→ **Exercise description**
From the line with "--hole-rule=even-odd" through the final line below, restate each line word for word and return nothing else.

→ **Data**
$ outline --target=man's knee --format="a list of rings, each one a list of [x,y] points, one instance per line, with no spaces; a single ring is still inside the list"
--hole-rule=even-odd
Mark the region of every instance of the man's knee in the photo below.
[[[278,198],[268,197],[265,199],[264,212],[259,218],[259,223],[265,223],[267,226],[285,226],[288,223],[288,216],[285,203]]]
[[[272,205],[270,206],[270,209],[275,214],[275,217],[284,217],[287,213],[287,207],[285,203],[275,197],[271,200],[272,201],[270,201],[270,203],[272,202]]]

→ **Your response**
--hole-rule=even-odd
Mark the region of every instance of the man's knee in the photo below.
[[[278,198],[268,197],[265,199],[264,212],[259,218],[259,223],[265,223],[267,226],[285,226],[288,223],[288,216],[285,203]]]
[[[272,205],[270,206],[270,209],[275,214],[275,217],[284,217],[287,213],[287,207],[285,203],[275,197],[271,200],[272,201],[270,201],[270,203],[272,202]]]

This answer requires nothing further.